What do the lines say from the one containing "Objective — for every instance of the windshield wiper, mark" to the end of the records? Restate them word for word, and only those.

═══ Supplied material

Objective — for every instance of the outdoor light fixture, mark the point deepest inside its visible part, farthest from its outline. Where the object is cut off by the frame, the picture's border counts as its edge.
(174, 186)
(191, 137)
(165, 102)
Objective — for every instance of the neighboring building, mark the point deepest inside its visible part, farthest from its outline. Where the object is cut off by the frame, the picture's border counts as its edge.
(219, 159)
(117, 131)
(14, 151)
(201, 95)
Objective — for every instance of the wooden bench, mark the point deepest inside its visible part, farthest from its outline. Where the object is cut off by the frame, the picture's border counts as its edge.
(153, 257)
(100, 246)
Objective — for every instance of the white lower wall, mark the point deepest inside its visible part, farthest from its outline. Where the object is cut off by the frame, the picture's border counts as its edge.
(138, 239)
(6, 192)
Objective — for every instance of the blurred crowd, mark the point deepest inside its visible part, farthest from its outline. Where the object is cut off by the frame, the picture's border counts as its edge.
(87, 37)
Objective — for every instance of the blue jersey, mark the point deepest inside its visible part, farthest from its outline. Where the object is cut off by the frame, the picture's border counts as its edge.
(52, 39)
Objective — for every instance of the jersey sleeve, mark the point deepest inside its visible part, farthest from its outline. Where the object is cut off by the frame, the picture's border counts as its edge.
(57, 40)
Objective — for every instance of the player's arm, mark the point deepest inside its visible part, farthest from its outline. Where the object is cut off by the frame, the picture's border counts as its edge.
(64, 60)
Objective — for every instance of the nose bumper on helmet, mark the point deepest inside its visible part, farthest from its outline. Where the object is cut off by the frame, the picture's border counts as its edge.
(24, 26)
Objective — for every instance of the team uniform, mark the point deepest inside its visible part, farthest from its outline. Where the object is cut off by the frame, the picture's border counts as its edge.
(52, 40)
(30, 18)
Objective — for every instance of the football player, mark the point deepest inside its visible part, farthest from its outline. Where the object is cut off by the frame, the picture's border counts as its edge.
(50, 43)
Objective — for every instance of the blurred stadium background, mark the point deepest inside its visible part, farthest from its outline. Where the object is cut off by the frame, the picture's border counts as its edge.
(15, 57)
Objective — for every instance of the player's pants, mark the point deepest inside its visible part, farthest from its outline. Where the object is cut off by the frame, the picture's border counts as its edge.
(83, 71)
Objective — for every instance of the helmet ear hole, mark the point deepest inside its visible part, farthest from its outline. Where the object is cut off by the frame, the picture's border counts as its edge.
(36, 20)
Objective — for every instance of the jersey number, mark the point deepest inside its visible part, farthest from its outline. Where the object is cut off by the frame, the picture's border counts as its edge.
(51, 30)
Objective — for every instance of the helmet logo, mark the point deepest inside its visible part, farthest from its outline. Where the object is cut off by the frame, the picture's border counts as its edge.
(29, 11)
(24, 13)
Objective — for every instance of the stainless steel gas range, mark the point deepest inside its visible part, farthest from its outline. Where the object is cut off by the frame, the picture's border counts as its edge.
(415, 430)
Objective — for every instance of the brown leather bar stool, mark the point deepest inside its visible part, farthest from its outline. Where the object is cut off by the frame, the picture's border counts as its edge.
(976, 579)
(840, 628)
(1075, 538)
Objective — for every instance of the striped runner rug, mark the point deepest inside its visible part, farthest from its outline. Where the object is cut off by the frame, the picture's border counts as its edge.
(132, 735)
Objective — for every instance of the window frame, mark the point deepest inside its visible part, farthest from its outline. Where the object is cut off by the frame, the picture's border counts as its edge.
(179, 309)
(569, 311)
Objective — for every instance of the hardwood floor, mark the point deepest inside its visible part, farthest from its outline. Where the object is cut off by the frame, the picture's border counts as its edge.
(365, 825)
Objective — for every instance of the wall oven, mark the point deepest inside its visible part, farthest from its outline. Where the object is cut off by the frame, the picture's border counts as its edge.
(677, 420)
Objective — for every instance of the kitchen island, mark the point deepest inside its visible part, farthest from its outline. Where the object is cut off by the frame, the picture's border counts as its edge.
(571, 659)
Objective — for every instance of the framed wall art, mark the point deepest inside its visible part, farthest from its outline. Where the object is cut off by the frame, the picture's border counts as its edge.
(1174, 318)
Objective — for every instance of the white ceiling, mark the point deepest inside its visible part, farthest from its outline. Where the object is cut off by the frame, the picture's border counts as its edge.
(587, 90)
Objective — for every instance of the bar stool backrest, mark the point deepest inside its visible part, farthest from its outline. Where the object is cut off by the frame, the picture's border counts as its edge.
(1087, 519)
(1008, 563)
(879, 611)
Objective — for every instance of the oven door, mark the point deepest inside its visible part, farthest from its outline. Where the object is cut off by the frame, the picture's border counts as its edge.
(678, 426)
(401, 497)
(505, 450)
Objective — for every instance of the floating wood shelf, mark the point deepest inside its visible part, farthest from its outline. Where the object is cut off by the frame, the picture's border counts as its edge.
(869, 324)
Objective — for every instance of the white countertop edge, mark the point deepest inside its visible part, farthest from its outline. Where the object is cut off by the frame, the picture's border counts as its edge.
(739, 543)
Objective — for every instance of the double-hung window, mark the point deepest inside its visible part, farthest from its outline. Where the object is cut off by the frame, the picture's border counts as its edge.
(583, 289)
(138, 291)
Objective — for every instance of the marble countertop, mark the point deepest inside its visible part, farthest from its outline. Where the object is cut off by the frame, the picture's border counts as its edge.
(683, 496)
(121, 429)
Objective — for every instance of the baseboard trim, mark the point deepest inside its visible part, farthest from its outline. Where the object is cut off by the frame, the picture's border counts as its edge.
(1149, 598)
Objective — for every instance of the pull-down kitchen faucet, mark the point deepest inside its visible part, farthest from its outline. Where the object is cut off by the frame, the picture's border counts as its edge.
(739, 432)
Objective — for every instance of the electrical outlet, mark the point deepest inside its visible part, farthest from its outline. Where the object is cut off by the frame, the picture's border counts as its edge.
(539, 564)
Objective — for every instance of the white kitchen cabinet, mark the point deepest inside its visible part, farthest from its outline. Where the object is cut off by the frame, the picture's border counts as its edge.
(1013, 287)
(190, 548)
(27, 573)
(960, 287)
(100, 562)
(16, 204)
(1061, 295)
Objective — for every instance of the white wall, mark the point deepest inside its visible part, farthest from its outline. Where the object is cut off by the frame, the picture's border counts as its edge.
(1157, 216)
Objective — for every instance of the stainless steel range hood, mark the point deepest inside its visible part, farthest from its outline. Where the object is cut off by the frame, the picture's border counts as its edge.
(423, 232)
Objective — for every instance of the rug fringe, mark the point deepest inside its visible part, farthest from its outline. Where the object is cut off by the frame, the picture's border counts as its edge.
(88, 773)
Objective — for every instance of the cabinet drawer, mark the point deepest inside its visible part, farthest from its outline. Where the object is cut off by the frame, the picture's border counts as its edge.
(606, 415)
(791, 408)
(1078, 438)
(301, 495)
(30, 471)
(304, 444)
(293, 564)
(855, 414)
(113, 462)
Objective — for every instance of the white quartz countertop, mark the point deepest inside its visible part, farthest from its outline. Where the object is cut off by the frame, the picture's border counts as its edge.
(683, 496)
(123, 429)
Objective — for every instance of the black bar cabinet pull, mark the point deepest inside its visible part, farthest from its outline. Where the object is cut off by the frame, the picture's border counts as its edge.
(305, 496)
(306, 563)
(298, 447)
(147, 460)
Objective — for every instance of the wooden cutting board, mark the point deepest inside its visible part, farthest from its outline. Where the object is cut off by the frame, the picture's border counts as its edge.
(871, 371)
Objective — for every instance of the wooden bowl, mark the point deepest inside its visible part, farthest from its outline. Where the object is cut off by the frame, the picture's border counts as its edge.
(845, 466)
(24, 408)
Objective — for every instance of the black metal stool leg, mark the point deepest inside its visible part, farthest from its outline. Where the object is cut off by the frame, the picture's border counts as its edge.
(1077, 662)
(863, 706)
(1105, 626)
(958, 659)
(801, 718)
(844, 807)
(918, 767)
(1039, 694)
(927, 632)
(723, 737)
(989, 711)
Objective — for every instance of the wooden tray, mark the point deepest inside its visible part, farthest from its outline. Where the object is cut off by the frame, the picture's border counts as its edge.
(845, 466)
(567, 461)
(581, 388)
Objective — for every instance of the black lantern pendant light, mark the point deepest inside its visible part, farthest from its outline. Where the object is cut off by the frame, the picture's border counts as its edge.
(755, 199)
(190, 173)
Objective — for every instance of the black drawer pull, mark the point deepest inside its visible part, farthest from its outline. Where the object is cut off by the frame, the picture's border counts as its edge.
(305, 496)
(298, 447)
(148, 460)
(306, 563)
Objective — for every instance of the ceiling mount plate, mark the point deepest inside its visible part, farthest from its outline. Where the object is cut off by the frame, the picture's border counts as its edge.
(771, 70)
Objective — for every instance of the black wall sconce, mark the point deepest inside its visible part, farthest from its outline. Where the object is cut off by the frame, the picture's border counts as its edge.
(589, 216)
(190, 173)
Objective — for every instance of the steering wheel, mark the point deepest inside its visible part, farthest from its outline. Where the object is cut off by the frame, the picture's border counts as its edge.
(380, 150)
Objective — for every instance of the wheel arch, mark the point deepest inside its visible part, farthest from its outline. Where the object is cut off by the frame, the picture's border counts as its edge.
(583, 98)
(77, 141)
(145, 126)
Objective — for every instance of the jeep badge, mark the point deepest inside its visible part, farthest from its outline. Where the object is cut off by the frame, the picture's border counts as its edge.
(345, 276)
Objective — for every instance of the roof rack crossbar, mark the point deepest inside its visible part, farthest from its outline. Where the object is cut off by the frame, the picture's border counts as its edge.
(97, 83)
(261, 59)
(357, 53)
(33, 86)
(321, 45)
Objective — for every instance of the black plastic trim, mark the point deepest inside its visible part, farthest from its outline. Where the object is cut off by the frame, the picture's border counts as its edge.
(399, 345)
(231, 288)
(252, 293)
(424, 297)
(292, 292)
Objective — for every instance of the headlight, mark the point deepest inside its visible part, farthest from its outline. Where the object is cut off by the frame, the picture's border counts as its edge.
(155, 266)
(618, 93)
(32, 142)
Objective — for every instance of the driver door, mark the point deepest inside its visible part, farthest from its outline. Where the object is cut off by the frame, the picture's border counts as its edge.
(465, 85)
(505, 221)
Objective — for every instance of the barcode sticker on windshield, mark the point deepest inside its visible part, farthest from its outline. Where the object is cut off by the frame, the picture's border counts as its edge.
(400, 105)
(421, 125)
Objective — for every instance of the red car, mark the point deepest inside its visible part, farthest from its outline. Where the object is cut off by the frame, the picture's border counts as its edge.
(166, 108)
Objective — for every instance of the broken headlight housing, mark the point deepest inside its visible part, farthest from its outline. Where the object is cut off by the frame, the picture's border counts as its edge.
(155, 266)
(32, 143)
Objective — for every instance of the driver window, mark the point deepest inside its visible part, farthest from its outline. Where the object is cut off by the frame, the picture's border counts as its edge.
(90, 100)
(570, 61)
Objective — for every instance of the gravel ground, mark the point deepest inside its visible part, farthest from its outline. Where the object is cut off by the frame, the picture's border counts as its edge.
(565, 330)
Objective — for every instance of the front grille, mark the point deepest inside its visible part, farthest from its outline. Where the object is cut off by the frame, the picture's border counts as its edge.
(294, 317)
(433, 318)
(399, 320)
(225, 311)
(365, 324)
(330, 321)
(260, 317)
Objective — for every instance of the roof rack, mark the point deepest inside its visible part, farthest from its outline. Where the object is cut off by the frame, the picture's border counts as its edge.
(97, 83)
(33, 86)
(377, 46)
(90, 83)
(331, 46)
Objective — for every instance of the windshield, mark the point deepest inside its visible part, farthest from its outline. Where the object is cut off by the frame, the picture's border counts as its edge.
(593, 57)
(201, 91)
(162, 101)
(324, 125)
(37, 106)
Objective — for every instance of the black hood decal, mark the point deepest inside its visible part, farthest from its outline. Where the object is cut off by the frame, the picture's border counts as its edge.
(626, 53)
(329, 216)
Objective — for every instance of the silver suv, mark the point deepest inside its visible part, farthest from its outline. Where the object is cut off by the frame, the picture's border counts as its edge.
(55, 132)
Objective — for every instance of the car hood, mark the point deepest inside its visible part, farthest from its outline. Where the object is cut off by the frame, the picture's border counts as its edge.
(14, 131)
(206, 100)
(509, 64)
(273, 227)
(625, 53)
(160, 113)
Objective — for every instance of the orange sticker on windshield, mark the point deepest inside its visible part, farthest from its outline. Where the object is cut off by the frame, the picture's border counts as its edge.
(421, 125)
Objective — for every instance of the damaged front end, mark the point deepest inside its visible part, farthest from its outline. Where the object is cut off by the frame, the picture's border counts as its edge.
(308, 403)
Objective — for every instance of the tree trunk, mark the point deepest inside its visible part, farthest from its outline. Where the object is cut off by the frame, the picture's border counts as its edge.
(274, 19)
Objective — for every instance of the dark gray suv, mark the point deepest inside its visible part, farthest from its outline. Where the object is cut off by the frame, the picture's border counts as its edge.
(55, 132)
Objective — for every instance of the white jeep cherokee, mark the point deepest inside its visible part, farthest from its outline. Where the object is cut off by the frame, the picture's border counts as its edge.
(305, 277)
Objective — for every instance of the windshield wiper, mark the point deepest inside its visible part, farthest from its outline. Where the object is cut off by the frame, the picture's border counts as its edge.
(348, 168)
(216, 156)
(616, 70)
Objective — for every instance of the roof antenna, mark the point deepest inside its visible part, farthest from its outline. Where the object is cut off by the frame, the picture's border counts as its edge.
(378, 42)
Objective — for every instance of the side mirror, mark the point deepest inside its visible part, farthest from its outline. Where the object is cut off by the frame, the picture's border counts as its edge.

══════

Answer =>
Objective — for every instance of the windshield wiper, mark the point deepest inside its visible part, farthest from its outline. Where the object is cut off by the frame, the picture's border counts as its edge.
(348, 168)
(216, 156)
(616, 70)
Objective — for every instance of the roof antenna, mark the point deepest inside its visible part, farthest from its outline. Where the object is cut off by the frame, the picture's border counts as its edge.
(378, 42)
Objective — for every instance of the side mirror, mark the point deepest inside its visible part, farthest from its outline. Where the object is cut off by the frame, the picture's border counts as its edge.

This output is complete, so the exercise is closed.